• [SOURCE]:
START

Talking names would be nice, we got a rather generically named semaphore
variable twice in this module, maybe use (respectively):

total_connection_semaphore or total_connection_limit
per_remote_semaphore or per_remote_limit

> +    let mut join_set = JoinSet::new();
> +
> +    let remotes = remotes_to_check(cycle, &state).await?;
> +    for remote in remotes {
> +        let since = get_cutoff_timestamp(&remote, &state);
> +
> +        let permit = if remote.ty == RemoteType::Pve {
> +            // Acquire multiple permits, for PVE remotes we want
> +            // to multiple nodes in parallel.
> +            //
> +            // `.unwrap()` is safe, we never close the semaphore.
> +            Arc::clone(&semaphore)
> +                .acquire_many_owned(CONNECTIONS_PER_PVE_REMOTE as u32)
> +                .await
> +                .unwrap()
> +        } else {
> +            // For PBS remotes we only have a single outgoing connection
> +            //
> +            // `.unwrap()` is safe, we never close the semaphore.
> +            Arc::clone(&semaphore).acquire_owned().await.unwrap()
> +        };
> +
> +        join_set.spawn(async move {
> +            log::debug!("fetching remote tasks for '{}' since {since}", remote.id);
> +            let tasks = fetch_tasks(&remote, since).await.map_err(|err| {
> +                format_err!("could not fetch tasks from remote '{}': {err}", remote.id)
> +            });
> +
> +            drop(permit);
> +            tasks
> +        });
> +    }
> +
> +    while let Some(res) = join_set.join_next().await {
> +        match res {
> +            Ok(Ok((remote, request))) => {
> +                all_tasks.insert(remote, request);
> +            }
> +            Ok(Err(err)) => log::error!("{err}"),
> +            Err(err) => log::error!("could not join task fetching future: {err}"),
> +        }
> +    }
> +
> +    if !all_tasks.is_empty() {
> +        save_tasks(cache, all_tasks).await?;
> +    }
> +
> +    Ok(())
> +}
> +
> +/// Return list of remotes that are to be polled in this cycle.

some higher level description of what this means and what the rationale is
would be nice here.

> +async fn remotes_to_check(cycle: u64, state: &State) -> Result<Vec<Remote>, Error> {
> +    let (config, _) = tokio::task::spawn_blocking(pdm_config::remotes::config).await??;
> +
> +    let all = cycle % REGULAR_REFRESH_CYCLES == 0;
> +
> +    if all {
> +        Ok(config.sections.into_values().collect())
> +    } else {
> +        Ok(config
> +            .sections
> +            .into_iter()
> +            .filter_map(|(name, remote)| {
> +                if let Some(tracked) = state.tracked_tasks.get(&name) {
> +                    if !tracked.is_empty() {
> +                        Some(remote)
> +                    } else {
> +                        None
> +                    }
> +                } else {
> +                    None
> +                }
> +            })

END

• [INFORMATION SHOWN]:
START

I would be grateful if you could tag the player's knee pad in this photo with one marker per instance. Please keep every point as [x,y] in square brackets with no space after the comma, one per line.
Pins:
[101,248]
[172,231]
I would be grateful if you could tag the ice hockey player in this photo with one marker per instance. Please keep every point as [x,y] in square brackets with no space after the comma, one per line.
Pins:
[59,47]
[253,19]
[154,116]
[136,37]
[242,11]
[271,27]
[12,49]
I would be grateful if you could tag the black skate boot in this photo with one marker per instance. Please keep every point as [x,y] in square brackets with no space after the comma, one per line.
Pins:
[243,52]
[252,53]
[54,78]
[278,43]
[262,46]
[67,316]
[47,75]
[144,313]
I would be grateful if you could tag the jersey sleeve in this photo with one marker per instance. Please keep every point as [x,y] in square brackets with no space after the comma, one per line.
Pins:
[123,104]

END

• [PROBLEM A]:
Decide whether each of the following statements agrees with the code review, answering yes or no and quoting the words of the code review that settle it: (i) a code comment states that calling unwrap on the semaphore acquisition is safe because the semaphore is never closed; (ii) for PBS remotes, the code acquires multiple permits so that several connections can run in parallel; (iii) the reviewer requests a higher-level description of the function that returns the remotes to be polled.
• [PROBLEM B]:
Extend the code review beyond the final line shown.
The records are separate material and are unrelated to the code review.

• [WRITTEN RESPONSE A]:
(i) Yes: "`.unwrap()` is safe, we never close the semaphore."
(ii) No: "For PBS remotes we only have a single outgoing connection"
(iii) Yes: "some higher level description of what this means and what the rationale is would be nice here."

• [WRITTEN RESPONSE B]:
> +            .collect())
> +    }
> +}

>  /// Fetch tasks (active and finished) from a remote
> -async fn fetch_tasks(remote: &Remote) -> Result<Vec<TaskListItem>, Error> {
> +/// `since` is a UNIX timestamp (seconds).
> +async fn fetch_tasks(remote: &Remote, since: i64) -> Result<(String, AddTasks), Error> {
>      let mut tasks = Vec::new();
>  
> +    let mut all_successful = true;
> +
>      match remote.ty {
>          RemoteType::Pve => {
> +            let semaphore = Arc::new(Semaphore::new(CONNECTIONS_PER_PVE_REMOTE));
> +            let mut join_set = JoinSet::new();
> +
>              let client = pve::connect(remote)?;
>  
>              // N+1 requests - we could use /cluster/tasks, but that one

btw. as I see it from the context, re-evaluating the limit of the broadcasted
tasks would be definitively an option too, on remotes with more than a handful
of nodes that might be quite a bit cheaper and has some benefits outside of the
PDM use case. At least some quick experimentation about actual impact of an
increase there would be warranted, albeit out of scope of this series as checking
separately is already the status quo.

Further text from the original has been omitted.